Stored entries
◇ ◇ ◇ ◇

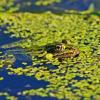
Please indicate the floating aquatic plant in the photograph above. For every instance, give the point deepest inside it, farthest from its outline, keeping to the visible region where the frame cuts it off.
(72, 78)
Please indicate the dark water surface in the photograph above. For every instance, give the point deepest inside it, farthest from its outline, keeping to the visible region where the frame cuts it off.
(13, 83)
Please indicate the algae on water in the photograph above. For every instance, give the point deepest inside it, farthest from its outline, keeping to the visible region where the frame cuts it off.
(73, 78)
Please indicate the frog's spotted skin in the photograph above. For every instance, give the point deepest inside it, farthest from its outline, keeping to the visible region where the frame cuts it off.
(72, 79)
(62, 50)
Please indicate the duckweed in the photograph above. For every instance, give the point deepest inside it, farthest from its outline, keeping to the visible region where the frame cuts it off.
(72, 78)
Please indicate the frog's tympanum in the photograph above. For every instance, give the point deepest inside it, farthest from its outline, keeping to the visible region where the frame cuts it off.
(62, 50)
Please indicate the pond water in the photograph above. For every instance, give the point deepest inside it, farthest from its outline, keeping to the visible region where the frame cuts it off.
(14, 83)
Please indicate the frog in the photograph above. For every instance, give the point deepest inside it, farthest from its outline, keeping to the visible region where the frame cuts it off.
(62, 50)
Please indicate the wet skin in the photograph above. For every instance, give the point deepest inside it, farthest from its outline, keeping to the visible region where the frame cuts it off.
(62, 50)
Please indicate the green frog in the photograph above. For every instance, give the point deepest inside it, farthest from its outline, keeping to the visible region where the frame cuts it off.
(62, 50)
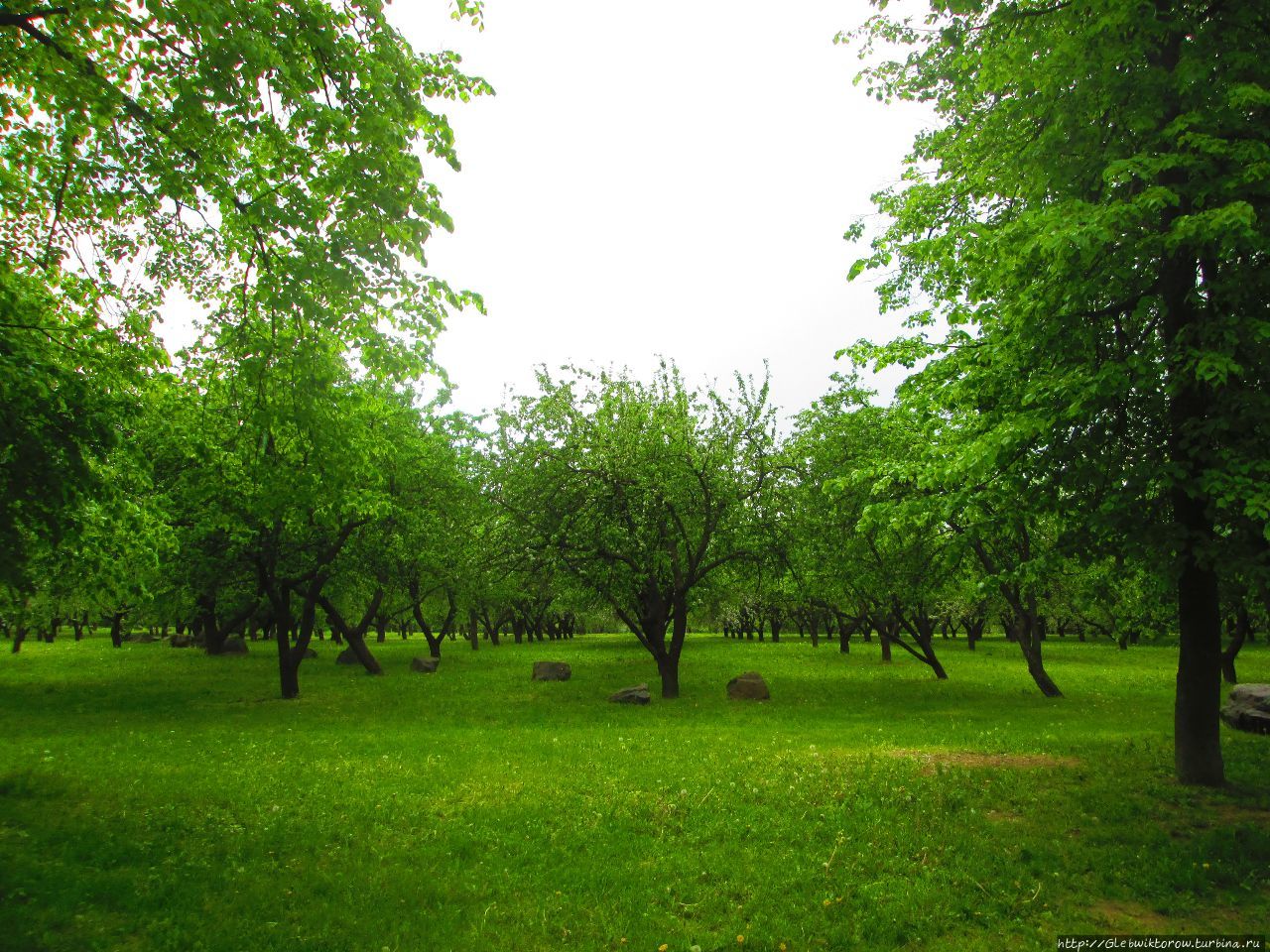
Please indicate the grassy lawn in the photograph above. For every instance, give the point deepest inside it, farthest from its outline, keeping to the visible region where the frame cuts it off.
(158, 798)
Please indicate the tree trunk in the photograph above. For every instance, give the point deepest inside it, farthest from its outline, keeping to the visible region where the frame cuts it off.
(117, 629)
(668, 669)
(1237, 638)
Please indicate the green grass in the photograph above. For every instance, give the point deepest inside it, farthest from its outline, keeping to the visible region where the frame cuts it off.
(157, 798)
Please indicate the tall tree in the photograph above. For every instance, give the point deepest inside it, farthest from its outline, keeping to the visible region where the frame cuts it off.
(642, 490)
(262, 159)
(1089, 223)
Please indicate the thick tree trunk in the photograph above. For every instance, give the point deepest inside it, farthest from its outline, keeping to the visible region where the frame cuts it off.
(1197, 725)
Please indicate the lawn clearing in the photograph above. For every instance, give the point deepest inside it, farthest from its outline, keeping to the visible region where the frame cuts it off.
(159, 798)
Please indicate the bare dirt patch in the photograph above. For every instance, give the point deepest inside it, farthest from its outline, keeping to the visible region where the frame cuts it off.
(1130, 916)
(1236, 814)
(931, 760)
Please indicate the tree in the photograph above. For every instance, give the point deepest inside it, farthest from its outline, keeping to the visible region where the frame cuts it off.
(640, 490)
(259, 159)
(1089, 222)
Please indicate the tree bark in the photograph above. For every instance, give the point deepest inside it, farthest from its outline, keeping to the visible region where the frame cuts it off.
(1237, 638)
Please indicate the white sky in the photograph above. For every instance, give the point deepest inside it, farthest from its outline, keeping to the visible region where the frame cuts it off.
(671, 177)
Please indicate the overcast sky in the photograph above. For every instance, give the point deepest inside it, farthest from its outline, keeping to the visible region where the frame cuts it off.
(665, 178)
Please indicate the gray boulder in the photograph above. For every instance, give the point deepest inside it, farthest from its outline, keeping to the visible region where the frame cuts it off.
(748, 687)
(631, 696)
(1248, 708)
(552, 670)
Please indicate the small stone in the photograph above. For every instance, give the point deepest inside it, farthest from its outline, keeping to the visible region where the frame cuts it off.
(631, 696)
(1248, 708)
(552, 670)
(748, 687)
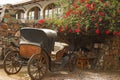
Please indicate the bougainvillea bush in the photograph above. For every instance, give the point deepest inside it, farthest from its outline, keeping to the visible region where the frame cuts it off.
(89, 17)
(99, 16)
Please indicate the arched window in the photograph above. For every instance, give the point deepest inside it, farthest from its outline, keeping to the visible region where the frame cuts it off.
(34, 13)
(20, 14)
(52, 11)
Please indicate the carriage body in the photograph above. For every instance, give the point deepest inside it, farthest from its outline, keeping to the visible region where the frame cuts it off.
(38, 45)
(32, 40)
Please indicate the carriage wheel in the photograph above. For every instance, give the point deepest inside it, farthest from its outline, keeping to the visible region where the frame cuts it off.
(72, 63)
(37, 66)
(12, 62)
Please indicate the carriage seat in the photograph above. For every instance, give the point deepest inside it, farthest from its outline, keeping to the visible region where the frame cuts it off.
(59, 46)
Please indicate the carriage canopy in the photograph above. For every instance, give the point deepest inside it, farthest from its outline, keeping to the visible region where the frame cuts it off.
(44, 38)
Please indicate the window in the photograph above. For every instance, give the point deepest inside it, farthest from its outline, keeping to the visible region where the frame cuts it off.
(34, 13)
(52, 11)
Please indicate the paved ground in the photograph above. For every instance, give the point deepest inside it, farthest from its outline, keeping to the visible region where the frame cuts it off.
(64, 75)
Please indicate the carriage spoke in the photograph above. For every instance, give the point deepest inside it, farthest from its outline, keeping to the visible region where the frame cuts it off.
(12, 63)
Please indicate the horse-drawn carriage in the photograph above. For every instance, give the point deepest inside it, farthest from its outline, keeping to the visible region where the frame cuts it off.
(36, 45)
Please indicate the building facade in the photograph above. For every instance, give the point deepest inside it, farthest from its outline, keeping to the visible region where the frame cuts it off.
(32, 11)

◇ ◇ ◇ ◇

- **Task prompt**: Repeat the material above in full and exactly, apart from the pictures.

- **Task solution**:
Please indicate the floating aquatic plant in the photograph above. For every instance, give the point deepest inside it, farthest from its outline, keeping to the visible region where the frame cuts it off.
(72, 78)
Please indicate the dark water surface in the photograph above. For every instance, give the point deepest inside it, farthest from its outline, keeping to the visible region where the frame cuts it off.
(13, 83)
Please indicate the algae on water in the photograph above. For every instance, give the point deepest inside it, farthest from its outline, keeping to the visible region where the frame cuts it off.
(73, 78)
Please indicate the frog's spotted skin in the photograph above. For every instance, give the point deepest inside it, farthest from its outline, keeping to the visible region where the frame cuts it off.
(72, 79)
(62, 50)
Please indicate the duckweed in the photograph above. For every instance, give the point deepest inside it, farthest from its outline, keeping to the visible region where the frame cuts it off.
(72, 78)
Please indicate the frog's tympanum in the photograph above. For every instance, give the point deepest inside it, farthest from its outline, keeping to the visible region where the frame cuts it off.
(62, 50)
Please indicate the pond water in the photograph above. For every instance, give the point deepest inside it, farthest from its outline, keeping to the visible region where the frame cuts it off.
(14, 83)
Please indicate the frog in the photograph above. For every instance, give the point deepest inside it, farthest from its outline, keeping to the visible region where the frame cuts it off.
(62, 50)
Please indicate the wet skin in the photograph above. For every instance, give the point deepest inside it, farthest from its outline, keeping to the visible region where the frame cuts it off.
(62, 50)
Please indicate the green frog in the photograph above. For every instance, give the point deepest inside it, farthest from its outline, keeping to the visible region where the frame cuts it off.
(62, 50)
Please indicate the grassy lawn in the photograph above. For every instance, give the point deepest inside it, farthest from its outline, keeping to the visible region where the frame cuts it off.
(158, 798)
Please indicate the tree trunk in the photograph above. For every instance, give the point deepest inside it, farthest from its outline, keeping to the visible region where the frame cuts it off.
(117, 629)
(668, 669)
(1237, 638)
Please indicate the green grass in the photograph above. For every instance, give the point deepest inside it, farthest from its outline, keeping to the visible region where the frame cuts it off.
(157, 798)
Please indicate the tall tree in the photograph above. For every instance, give the point deepest inside it, farthest from its outline, keeping to the visible region where the frame cuts it off.
(642, 490)
(262, 159)
(1089, 223)
Please indicate the thick tree trunk in the photograph above. For every instance, give the point deepest inside it, farthest from its outline, keeping to the visible region where the frame cuts it off.
(1197, 725)
Please indicate the lawn clearing in the photograph above. For every instance, give the point deepest inside it, farthest from its outline, keeping to the visible region where the frame cuts it off.
(159, 798)
Please indicate the bare dirt patch in the photograph above. For every instance, give the point deepest inside it, farthest from its outline, keeping to the visible region where the frame cuts it off.
(1130, 916)
(1236, 814)
(931, 760)
Please indicate the tree in the photograph above. For every instance, give the point deepest inside it, farthest from its outline, keeping to the visible region where the frame cuts it off.
(640, 490)
(259, 159)
(1089, 222)
Please indicate the tree bark in the photograph above. For every instance, give the point deepest inside it, farthest from its outline, keeping to the visible region where the frame cuts it off.
(1237, 638)
Please indicate the white sky in the photograph above. For every instance, give the point deepest inside it, farthest from its outline, keeping to the visible region where the frame cuts it off.
(671, 177)
Please indicate the overcast sky in the photograph above. For every instance, give the point deepest inside it, farthest from its outline, keeping to the visible region where the frame cuts it off.
(665, 178)
Please indicate the gray boulder in the photograph above. For every instance, give the point deepest inside it, farthest from its outline, keeping to the visible region where the frame cuts it off.
(748, 687)
(631, 696)
(1248, 708)
(552, 670)
Please indicate the small stone in the photograph above. For every instance, give the point deepest inside it, farthest from its outline, keeping to the visible region where the frame cuts it off.
(631, 696)
(1248, 708)
(552, 670)
(748, 687)
Please indicate the bougainvillea bush in the photograph above. For every instance, give the point deepest inside it, farthest from its outline, keeping to the visible region where the frame cuts it off.
(89, 17)
(99, 16)
Please indicate the arched window in the photograph above. For every instance, give the point deepest inside it, farthest from its outline, keeping to the visible region where the frame cuts it off.
(34, 13)
(20, 14)
(52, 11)
Please indicate the carriage body in the photograph above. For every instance, give the point deepest inside it, farthest from its outline, keeping to the visible region where the frame cuts it off.
(38, 45)
(32, 40)
Please indicate the carriage wheel in the photograph above. For every instance, give the point deepest inside it, farthest from its outline, keeping to the visible region where the frame cuts it off.
(72, 63)
(37, 66)
(12, 62)
Please indicate the carriage seat in the photograph above. For every instance, give the point deepest inside it, farthest from its outline, keeping to the visible region where the frame cuts it off.
(59, 46)
Please indicate the carriage canopy in the photograph above. For every instance, give the point deepest inside it, farthest from its outline, keeping to the visible region where the frame cuts it off.
(44, 38)
Please indicate the window in the photograph above. For every instance, give the point deepest inside it, farthest from its outline, keeping to the visible region where the frame cuts it off.
(34, 13)
(52, 11)
Please indicate the paved ground in the photograph above. For every instance, give the point deepest inside it, farthest from its outline, keeping to the visible region where the frame cuts it off.
(64, 75)
Please indicate the carriage spoke in the photograph above. For every instance, give the point deepest inside it, farthest from its outline, keeping to the visible region where the frame cuts it off.
(12, 63)
Please indicate the horse-drawn carriage in the photograph above. For every instance, give the point deepest inside it, farthest from its outline, keeping to the visible region where the frame cuts it off.
(36, 45)
Please indicate the building facade in the photograph above. For every instance, give the point deepest inside it, farthest from its outline, keeping to the visible region where the frame cuts it off.
(32, 11)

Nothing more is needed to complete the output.